-- Begin The records --

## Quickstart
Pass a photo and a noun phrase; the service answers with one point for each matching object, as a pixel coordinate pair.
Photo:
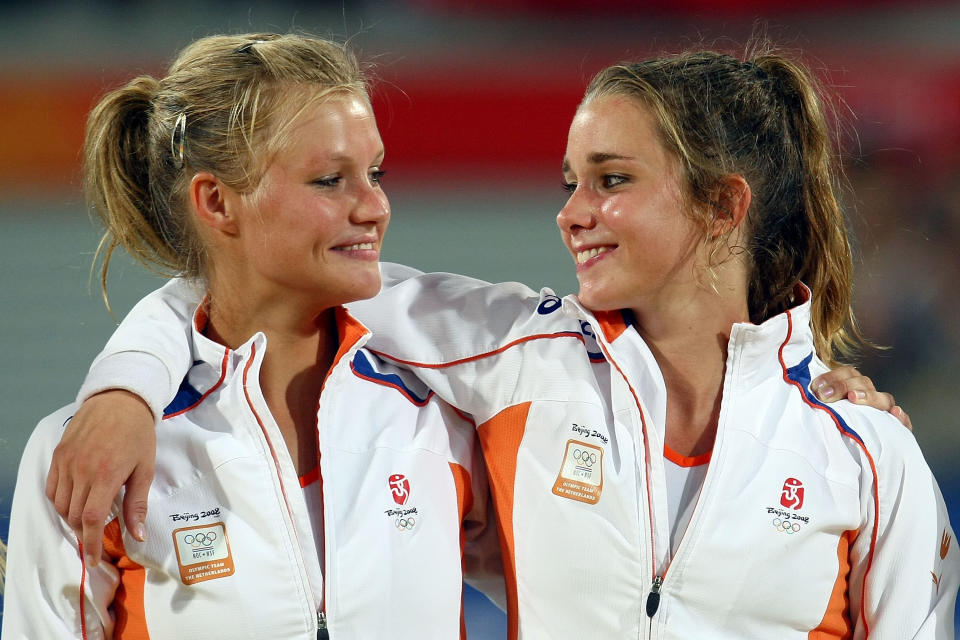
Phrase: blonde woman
(303, 486)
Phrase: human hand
(109, 442)
(847, 382)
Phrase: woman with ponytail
(659, 461)
(304, 487)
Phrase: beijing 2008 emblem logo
(792, 494)
(399, 488)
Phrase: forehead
(341, 124)
(613, 121)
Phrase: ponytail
(826, 262)
(120, 184)
(763, 120)
(225, 106)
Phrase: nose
(372, 205)
(577, 213)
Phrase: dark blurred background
(473, 101)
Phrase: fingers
(110, 441)
(840, 383)
(876, 399)
(135, 501)
(848, 383)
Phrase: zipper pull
(653, 600)
(322, 633)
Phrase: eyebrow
(597, 157)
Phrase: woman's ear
(214, 203)
(731, 205)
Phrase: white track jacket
(812, 521)
(230, 551)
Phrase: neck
(302, 342)
(688, 335)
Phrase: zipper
(653, 598)
(292, 530)
(322, 632)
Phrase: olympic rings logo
(584, 457)
(786, 526)
(200, 540)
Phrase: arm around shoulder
(43, 596)
(912, 567)
(149, 353)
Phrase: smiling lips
(582, 257)
(362, 246)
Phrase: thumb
(135, 500)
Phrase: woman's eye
(327, 181)
(613, 180)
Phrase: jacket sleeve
(149, 353)
(905, 564)
(49, 592)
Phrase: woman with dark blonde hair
(659, 462)
(303, 487)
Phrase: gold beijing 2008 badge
(581, 474)
(203, 553)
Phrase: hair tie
(245, 48)
(177, 138)
(750, 67)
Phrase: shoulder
(889, 449)
(439, 318)
(37, 454)
(46, 435)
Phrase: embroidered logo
(399, 487)
(581, 473)
(203, 552)
(945, 541)
(792, 494)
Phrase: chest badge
(581, 473)
(203, 552)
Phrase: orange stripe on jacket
(128, 602)
(875, 534)
(500, 438)
(461, 480)
(836, 620)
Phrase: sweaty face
(625, 222)
(314, 224)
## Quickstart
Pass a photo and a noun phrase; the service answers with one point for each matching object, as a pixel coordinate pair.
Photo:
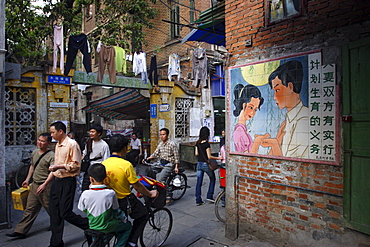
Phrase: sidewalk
(193, 226)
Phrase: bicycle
(22, 171)
(176, 183)
(220, 209)
(158, 226)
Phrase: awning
(211, 28)
(127, 104)
(211, 33)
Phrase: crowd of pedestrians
(107, 177)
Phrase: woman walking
(203, 151)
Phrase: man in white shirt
(96, 150)
(292, 138)
(136, 150)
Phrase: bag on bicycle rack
(150, 184)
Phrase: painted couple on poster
(284, 108)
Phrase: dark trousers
(131, 156)
(153, 74)
(62, 194)
(75, 43)
(138, 212)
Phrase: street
(193, 226)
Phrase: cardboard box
(19, 197)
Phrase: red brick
(302, 217)
(320, 205)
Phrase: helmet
(177, 182)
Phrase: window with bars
(182, 116)
(20, 116)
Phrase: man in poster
(293, 136)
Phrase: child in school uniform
(102, 209)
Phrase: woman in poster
(247, 100)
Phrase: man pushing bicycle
(168, 154)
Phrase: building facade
(298, 175)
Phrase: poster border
(337, 114)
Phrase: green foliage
(29, 29)
(121, 22)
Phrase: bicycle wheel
(179, 190)
(220, 210)
(157, 229)
(21, 175)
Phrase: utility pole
(3, 191)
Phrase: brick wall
(290, 203)
(321, 23)
(284, 196)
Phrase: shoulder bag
(212, 164)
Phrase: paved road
(193, 226)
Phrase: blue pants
(202, 167)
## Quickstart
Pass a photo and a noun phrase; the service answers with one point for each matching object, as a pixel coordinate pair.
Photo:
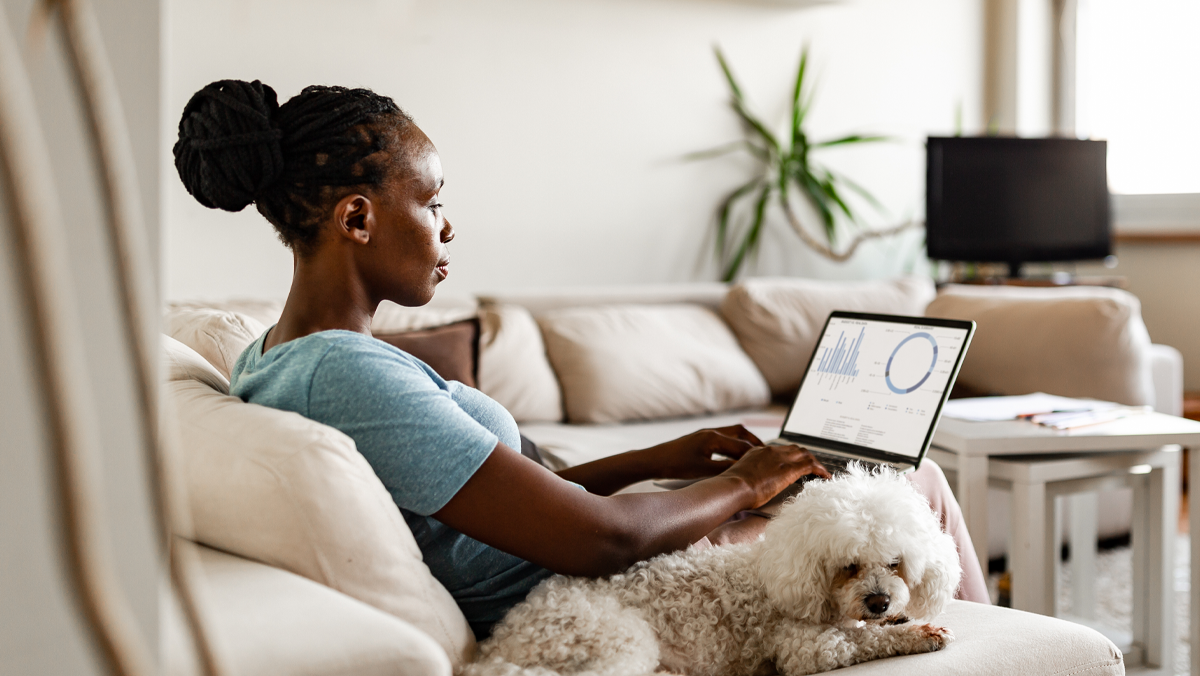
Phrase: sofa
(309, 567)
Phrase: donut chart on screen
(887, 372)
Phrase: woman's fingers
(725, 444)
(739, 432)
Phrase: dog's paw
(931, 638)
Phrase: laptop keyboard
(837, 464)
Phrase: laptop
(874, 389)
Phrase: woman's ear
(354, 217)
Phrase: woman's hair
(238, 145)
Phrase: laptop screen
(877, 384)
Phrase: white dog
(839, 576)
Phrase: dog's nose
(877, 603)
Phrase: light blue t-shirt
(423, 436)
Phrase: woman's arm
(519, 507)
(685, 458)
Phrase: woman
(352, 185)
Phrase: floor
(1114, 603)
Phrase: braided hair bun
(238, 145)
(228, 149)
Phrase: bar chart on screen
(839, 364)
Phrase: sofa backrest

-- End The records --

Write out the whole listing exactly, and drop the pictures.

Solution to the problem.
## Quickstart
Pass a photo and a noun phrase; the service answers with one point for each matching object, as a pixel coordinate pair.
Photo:
Phrase: blonde woman
(303, 486)
Phrase: human hand
(109, 442)
(847, 382)
Phrase: woman with ponytail
(659, 461)
(304, 487)
Phrase: beijing 2008 emblem logo
(792, 494)
(399, 488)
Phrase: forehead
(341, 124)
(613, 121)
Phrase: ponytail
(826, 262)
(120, 184)
(763, 120)
(225, 106)
Phrase: nose
(372, 205)
(577, 213)
Phrase: dark blurred background
(473, 101)
Phrase: fingers
(110, 441)
(840, 383)
(876, 399)
(135, 501)
(848, 383)
Phrase: zipper pull
(653, 600)
(322, 633)
Phrase: eyebrow
(597, 157)
Phrase: woman's ear
(214, 203)
(731, 205)
Phrase: white track jacket
(812, 521)
(230, 551)
Phrase: neck
(302, 342)
(688, 335)
Phrase: zipper
(653, 598)
(292, 530)
(322, 632)
Phrase: olympic rings logo
(584, 457)
(786, 526)
(200, 540)
Phrase: arm around shoulder
(43, 596)
(912, 567)
(149, 353)
Phrase: smiling lips
(582, 257)
(362, 246)
Phrase: thumb
(135, 500)
Phrase: woman's eye
(327, 181)
(613, 180)
Phrase: jacket sleeve
(149, 353)
(905, 564)
(49, 592)
Phrase: woman with dark blonde hair
(659, 462)
(303, 487)
Phrase: gold beijing 2008 badge
(581, 474)
(203, 553)
Phrase: hair tie
(245, 48)
(177, 138)
(750, 67)
Phrase: shoulder
(889, 449)
(439, 318)
(37, 454)
(46, 435)
Phrase: embroidered logo
(399, 487)
(581, 473)
(203, 552)
(945, 541)
(792, 494)
Phrase: chest badge
(581, 473)
(203, 552)
Phrase: orange stripe on jacket
(128, 602)
(875, 534)
(500, 438)
(461, 480)
(836, 620)
Phrase: sweaty face
(625, 222)
(314, 224)
## Quickstart
Pass a photo and a noun phrase; the service answers with one point for each matching object, as a pixel coordinate pair.
Photo:
Phrase: sidewalk
(193, 226)
Phrase: bicycle
(22, 171)
(176, 183)
(220, 209)
(158, 226)
Phrase: awning
(211, 28)
(127, 104)
(211, 33)
Phrase: crowd of pedestrians
(107, 177)
Phrase: woman walking
(203, 151)
Phrase: man in white shirt
(96, 150)
(292, 138)
(136, 150)
Phrase: bag on bicycle rack
(150, 184)
Phrase: painted couple on poster
(284, 108)
Phrase: dark trousers
(131, 156)
(153, 74)
(62, 194)
(75, 43)
(138, 212)
Phrase: street
(193, 226)
Phrase: cardboard box
(19, 197)
Phrase: red brick
(302, 217)
(320, 205)
Phrase: helmet
(177, 182)
Phrase: window with bars
(182, 116)
(20, 116)
Phrase: man in poster
(293, 136)
Phrase: child in school uniform
(102, 209)
Phrase: woman in poster
(247, 100)
Phrase: man pushing bicycle
(168, 154)
Phrase: building facade
(298, 175)
Phrase: poster border
(337, 114)
Phrase: green foliage
(29, 29)
(121, 22)
Phrase: bicycle wheel
(179, 190)
(220, 210)
(157, 229)
(21, 175)
Phrase: utility pole
(3, 191)
Phrase: brick wall
(290, 203)
(321, 23)
(284, 196)
Phrase: shoulder bag
(212, 164)
Phrase: paved road
(193, 226)
Phrase: blue pants
(202, 167)
## Quickstart
Pass a photo and a noun phrase; the service answers with one point for each matching object, as a pixel coordinate pair.
Photo:
Phrase: sofa
(309, 567)
Phrase: donut chart on screen
(887, 372)
Phrase: woman's fingers
(725, 444)
(739, 432)
Phrase: dog's paw
(931, 638)
Phrase: laptop keyboard
(837, 464)
Phrase: laptop
(874, 389)
Phrase: woman's ear
(354, 217)
Phrase: woman's hair
(238, 145)
Phrase: laptop screen
(877, 384)
Phrase: white dog
(839, 576)
Phrase: dog's nose
(877, 603)
Phrase: light blue t-shirt
(423, 436)
Phrase: woman's arm
(519, 507)
(685, 458)
Phrase: woman
(352, 185)
Phrase: floor
(1114, 603)
Phrase: braided hair bun
(238, 145)
(228, 149)
Phrase: bar chart on screen
(839, 364)
Phrase: sofa backrest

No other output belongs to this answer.